- TEXT EXCERPT -
Begin

UNITED STATES v. MADRIGAL VALADEZ

Reset A A Font size: Print

United States Court of Appeals,Fourth Circuit.

UNITED STATES of America, Plaintiff-Appellee, v. Eliazer MADRIGAL-VALADEZ, Defendant-Appellant.

No. 07-4681.

Decided: April 01, 2009

Before GREGORY and DUNCAN, Circuit Judges, and ARTHUR L. ALARCÓN, Senior Circuit Judge of the United States Court of Appeals for the Ninth Circuit, sitting by designation. ARGUED:  Mary Elizabeth Maguire, Office of the Federal Public Defender, Richmond, Virginia, for Appellant.  Richard Daniel Cooke, Office of the United States Attorney, Richmond, Virginia, for Appellee.   ON BRIEF:  Michael S. Nachmanoff, Federal Public Defender, Alexandria, Virginia, for Appellant.  Chuck Rosenberg, United States Attorney, Alexandria, Virginia, Sara E. Chase, Assistant United States Attorney, Office of the United States Attorney, Richmond, Virginia, for Appellee.

OPINION

In this appeal, Eliazer Madrigal-Valadez (“Madrigal”) seeks reversal of the district court's judgment, following a bench trial, that he was guilty of entering Fort Lee, a military installation, for a purpose prohibited by law, in violation of 18 U.S.C. § 1382.1

Section 1382 provides in relevant part:

Whoever, within the jurisdiction of the United States, goes upon any military, naval, or Coast Guard reservation, post, fort, arsenal, yard, station, or installation, for any purpose prohibited by law or lawful regulation;

Shall be fined under this title or imprisoned not more than six months, or both.

While the term is not used in § 1382, the courts have referred to this crime as a trespass.   See, e.g., United States v. Bonilla, 648 F.2d 1373, 1378 (1st Cir.1981) (holding that persons with advance notice that their entry is prohibited “may be criminally prosecuted under section 1382 for an initial trespass.”).

The indictment alleges that Madrigal “did knowingly and unlawfully attempt to enter upon the property of Fort Lee, Virginia, a military installation for a purpose prohibited by law, to wit:  entering onto the base as an illegal alien.”

End

- LIST OF TASKS -
(a) Answer each question about the Madrigal-Valadez appeal opinion, one per line:
(i) What docket number is given for the case?
(ii) What maximum term of imprisonment does Section 1382 set?
(iii) According to the indictment, which military installation did Madrigal attempt to enter?
(b) Repeat word for word the part of the Madrigal-Valadez appeal opinion between "Reset A A Font" and "Eliazer MADRIGAL-VALADEZ, Defendant-Appellant.", inclusive.
(c) Write the next portion of the Madrigal-Valadez appeal opinion, starting after its final sentence.
The records have no role in this work.

Stored entries:
Begin

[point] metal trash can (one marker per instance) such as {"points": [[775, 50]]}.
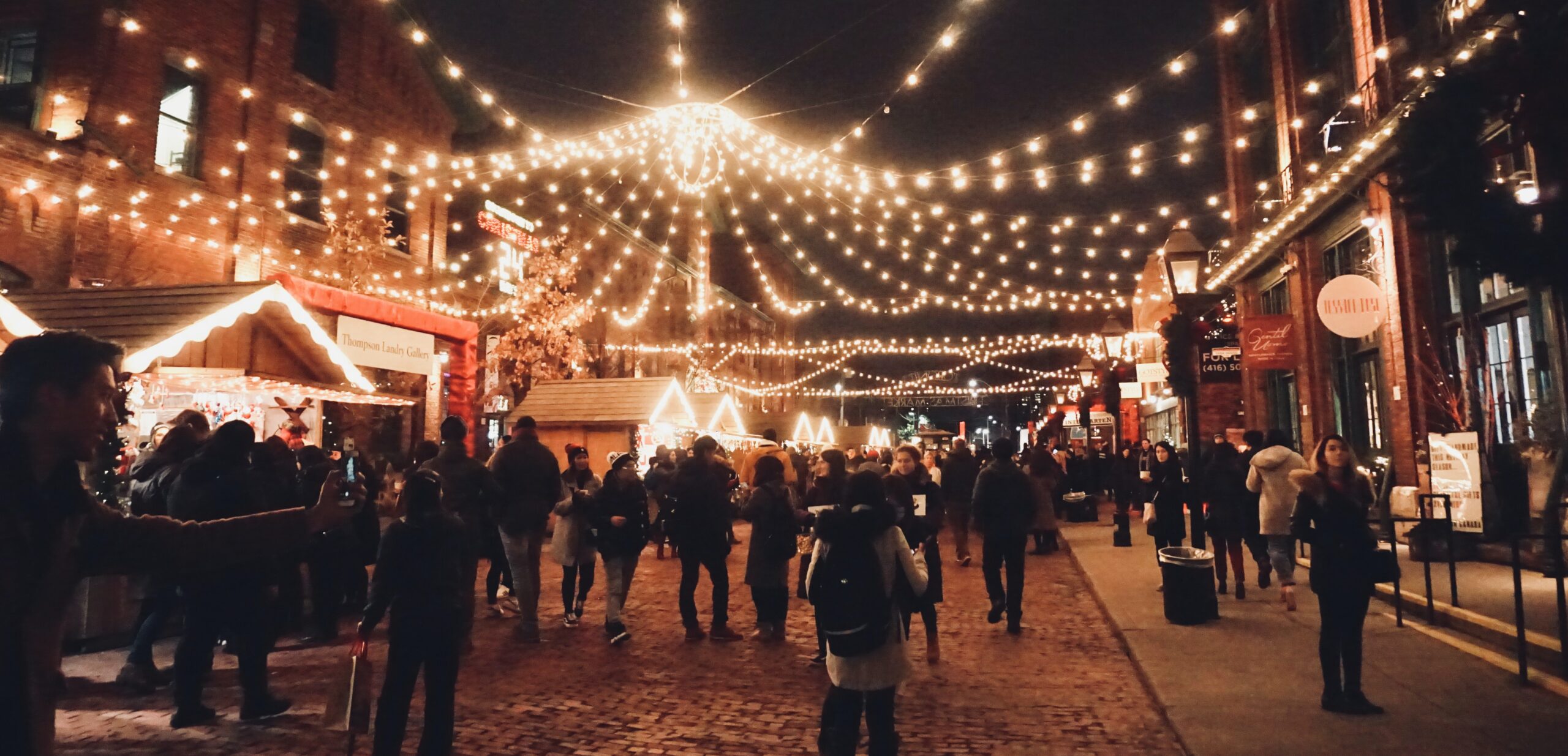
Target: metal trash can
{"points": [[1189, 585]]}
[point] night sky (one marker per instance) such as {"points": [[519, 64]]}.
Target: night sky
{"points": [[1020, 68]]}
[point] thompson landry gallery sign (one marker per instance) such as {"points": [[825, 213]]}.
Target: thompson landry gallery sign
{"points": [[1269, 342], [388, 347]]}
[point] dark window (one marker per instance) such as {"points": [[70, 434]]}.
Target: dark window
{"points": [[18, 76], [397, 211], [315, 43], [303, 178], [176, 148]]}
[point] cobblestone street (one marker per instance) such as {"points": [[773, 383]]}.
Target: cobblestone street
{"points": [[1063, 687]]}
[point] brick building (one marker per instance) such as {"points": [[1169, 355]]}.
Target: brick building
{"points": [[1314, 96]]}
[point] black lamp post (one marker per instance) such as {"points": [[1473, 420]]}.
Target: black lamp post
{"points": [[1185, 260]]}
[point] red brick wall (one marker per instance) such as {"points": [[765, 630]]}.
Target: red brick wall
{"points": [[228, 225]]}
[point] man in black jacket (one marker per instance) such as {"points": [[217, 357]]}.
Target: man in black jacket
{"points": [[217, 484], [700, 529], [959, 485], [1004, 511], [426, 575], [530, 481]]}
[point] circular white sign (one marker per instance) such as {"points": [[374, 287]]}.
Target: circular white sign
{"points": [[1352, 306]]}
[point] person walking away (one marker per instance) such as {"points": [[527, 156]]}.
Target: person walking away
{"points": [[858, 557], [959, 488], [469, 492], [769, 447], [1169, 501], [700, 528], [573, 542], [661, 474], [1252, 534], [426, 576], [1270, 477], [1043, 477], [827, 490], [620, 526], [921, 526], [57, 399], [772, 515], [933, 465], [530, 482], [1332, 517], [1225, 492], [1006, 512], [151, 479], [217, 484]]}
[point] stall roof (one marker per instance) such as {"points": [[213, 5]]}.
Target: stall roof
{"points": [[157, 322], [608, 400]]}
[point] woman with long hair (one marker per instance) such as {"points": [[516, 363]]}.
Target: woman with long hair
{"points": [[573, 542], [864, 529], [921, 526], [1169, 498], [1332, 517]]}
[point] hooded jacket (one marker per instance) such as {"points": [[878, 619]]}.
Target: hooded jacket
{"points": [[1270, 477]]}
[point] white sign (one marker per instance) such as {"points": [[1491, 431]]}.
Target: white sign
{"points": [[1352, 306], [388, 347], [1455, 471]]}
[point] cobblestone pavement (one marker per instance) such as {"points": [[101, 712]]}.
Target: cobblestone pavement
{"points": [[1063, 687]]}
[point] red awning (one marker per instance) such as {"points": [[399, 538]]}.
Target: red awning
{"points": [[341, 302]]}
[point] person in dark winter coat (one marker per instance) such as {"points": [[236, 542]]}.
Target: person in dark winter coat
{"points": [[151, 479], [1006, 512], [214, 485], [921, 525], [1225, 492], [620, 526], [774, 526], [1252, 520], [426, 576], [1332, 517], [469, 492], [530, 481], [959, 490], [700, 528], [1169, 496], [57, 397]]}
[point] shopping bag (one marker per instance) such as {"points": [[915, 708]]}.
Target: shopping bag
{"points": [[349, 700]]}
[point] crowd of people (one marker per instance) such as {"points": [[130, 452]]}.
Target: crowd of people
{"points": [[223, 525]]}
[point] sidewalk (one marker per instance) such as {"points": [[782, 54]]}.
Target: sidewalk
{"points": [[1249, 683]]}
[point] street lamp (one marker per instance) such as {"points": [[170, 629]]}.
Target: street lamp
{"points": [[1115, 336], [1087, 372]]}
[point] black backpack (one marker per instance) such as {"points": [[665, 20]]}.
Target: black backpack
{"points": [[852, 604]]}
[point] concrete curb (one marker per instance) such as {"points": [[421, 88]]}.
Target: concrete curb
{"points": [[1126, 648]]}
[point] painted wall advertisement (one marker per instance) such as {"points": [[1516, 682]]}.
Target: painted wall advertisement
{"points": [[1455, 471], [1269, 342]]}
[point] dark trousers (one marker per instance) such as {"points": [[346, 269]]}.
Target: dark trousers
{"points": [[438, 653], [240, 615], [157, 606], [1228, 545], [1344, 610], [328, 578], [841, 722], [717, 573], [576, 581], [499, 575], [772, 603], [1006, 550]]}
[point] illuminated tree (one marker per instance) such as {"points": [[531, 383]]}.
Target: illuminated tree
{"points": [[545, 341]]}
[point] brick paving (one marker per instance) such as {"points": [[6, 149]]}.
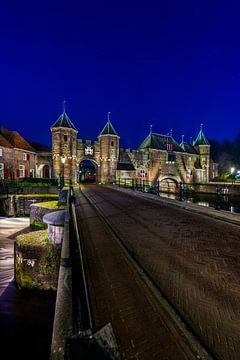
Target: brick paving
{"points": [[193, 258], [119, 295]]}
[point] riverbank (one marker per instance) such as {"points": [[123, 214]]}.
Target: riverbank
{"points": [[26, 317]]}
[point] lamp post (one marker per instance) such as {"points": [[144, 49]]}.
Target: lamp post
{"points": [[232, 171], [63, 159]]}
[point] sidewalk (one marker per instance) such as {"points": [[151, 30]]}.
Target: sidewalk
{"points": [[223, 215]]}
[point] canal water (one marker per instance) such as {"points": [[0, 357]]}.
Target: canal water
{"points": [[222, 202]]}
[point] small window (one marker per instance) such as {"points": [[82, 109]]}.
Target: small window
{"points": [[1, 171], [21, 170], [171, 158], [169, 147], [88, 150]]}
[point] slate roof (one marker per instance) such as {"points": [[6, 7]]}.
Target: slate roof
{"points": [[159, 142], [63, 121], [16, 140], [125, 162], [125, 166], [4, 142], [189, 148], [201, 139], [108, 130], [40, 147]]}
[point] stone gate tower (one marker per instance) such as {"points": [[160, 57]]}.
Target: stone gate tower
{"points": [[109, 152], [64, 148], [203, 147]]}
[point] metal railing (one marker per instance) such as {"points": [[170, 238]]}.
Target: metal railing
{"points": [[82, 317]]}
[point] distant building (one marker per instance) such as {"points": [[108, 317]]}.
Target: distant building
{"points": [[20, 159], [158, 158]]}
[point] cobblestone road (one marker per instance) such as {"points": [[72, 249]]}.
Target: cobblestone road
{"points": [[194, 259], [120, 296]]}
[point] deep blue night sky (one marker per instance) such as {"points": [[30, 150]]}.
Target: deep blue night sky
{"points": [[173, 64]]}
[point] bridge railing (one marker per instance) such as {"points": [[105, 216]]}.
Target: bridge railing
{"points": [[73, 336]]}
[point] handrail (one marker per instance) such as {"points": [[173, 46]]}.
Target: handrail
{"points": [[82, 317]]}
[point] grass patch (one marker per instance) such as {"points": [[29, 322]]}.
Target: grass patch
{"points": [[54, 205], [34, 195]]}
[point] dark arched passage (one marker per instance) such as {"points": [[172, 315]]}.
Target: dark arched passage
{"points": [[87, 171]]}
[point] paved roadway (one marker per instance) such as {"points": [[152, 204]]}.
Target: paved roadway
{"points": [[194, 259]]}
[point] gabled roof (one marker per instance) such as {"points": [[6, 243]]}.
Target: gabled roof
{"points": [[125, 162], [108, 129], [159, 142], [125, 166], [40, 147], [189, 148], [201, 139], [64, 121], [16, 140], [4, 142]]}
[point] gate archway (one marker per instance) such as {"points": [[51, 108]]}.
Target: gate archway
{"points": [[88, 171], [169, 184]]}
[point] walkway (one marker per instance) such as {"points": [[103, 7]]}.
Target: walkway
{"points": [[193, 258], [26, 318]]}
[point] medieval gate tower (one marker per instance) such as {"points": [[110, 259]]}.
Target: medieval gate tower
{"points": [[68, 151]]}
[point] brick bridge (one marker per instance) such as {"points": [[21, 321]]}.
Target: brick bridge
{"points": [[164, 274]]}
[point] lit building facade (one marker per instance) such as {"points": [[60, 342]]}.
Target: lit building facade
{"points": [[158, 158]]}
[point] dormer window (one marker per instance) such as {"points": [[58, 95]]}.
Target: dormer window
{"points": [[171, 158], [88, 150]]}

End

- ANSWERS GIVEN -
(a)
(i) No. 07-4681
(ii) Not more than six months
(iii) Fort Lee, Virginia

(b)
Reset A A Font size: Print

United States Court of Appeals,Fourth Circuit.

UNITED STATES of America, Plaintiff-Appellee, v. Eliazer MADRIGAL-VALADEZ, Defendant-Appellant.

(c)
We reverse the district court's judgment because we conclude the placing of a sign, setting forth entrance requirements some distance from a public highway on the Fort Lee access road leading to a security guard post does not provide notice of the requirements to enter the military installation.

We are also persuaded that a person, who has previously entered the United States without examination or inspection, or at a place not designated by immigration, does not violate 18 U.S.C. § 1382 or 8 U.S.C. § 1325(a) by subsequently entering a military installation within the jurisdiction of the United States.

I

A

The evidence presented at trial, when viewed in the light most favorable to the Government as the prevailing party, can be summarized as follows:  On May 4, 2007, Madrigal drove to Fort Lee, an army installation in Virginia, to transport his passenger, a soldier, back to his army base.   That was his sole purpose.

To approach the security guard post, Madrigal turned off the public highway onto a Fort Lee access road that led to it.   A sign was posted along the Fort Lee access road some distance from the highway.   The parties conceded during oral argument that the sign is on the military base.   The sign set forth the entry requirements in English.   A photograph of the sign was admitted as Exhibit C. Exhibit C reads as follows:

ENTRY REQUIREMENTS

DOD DECAL & ID CARD OR DRIVERS LICENSE, VEHICLE REGISTRATION, PROOF OF INSURANCEENTRY IMPLIES

CONSENT TO SEARCH UPON REQUEST

CONSENT TO BREATH/BLOOD ALCOHOL TEST

MANDATORY USE OF SEAT BELTS

MOTORCYCLIST/BICYCLIST MUST WEAR HELMETS

NO PRIVATELY OWNED WEAPONS

NO LOUD MUSIC/NO SOLICITATION

Madrigal drove past the sign to the Fort Lee security guard post.   Any car that does not have a DOD decal must go to the inspection pit area where visitors' permits are issued if proper identification is presented.   Madrigal's automobile did not have a DOD decal.

A security guard asked Madrigal to present an identification card. Madrigal presented an identification card that had not been issued by a government agency.   The card contains the words “not an official identification card.”   Madrigal was arrested at the inspection pit by a military police official for presenting a fraudulent identification document.

Madrigal did not speak English.   He was interviewed by an officer who speaks Spanish.   The officer filled out a Field Interview Sheet.   Madrigal provided his name, date of birth, and that his place of birth was Mexico.

A Department of Army civilian police officer interrogated Madrigal.   He told the officer that he was a citizen of Mexico.   The officer contacted Immigration and Customs Enforcement to ascertain Madrigal's status in the United States.   He was informed that there was no record showing that Madrigal was in the United States.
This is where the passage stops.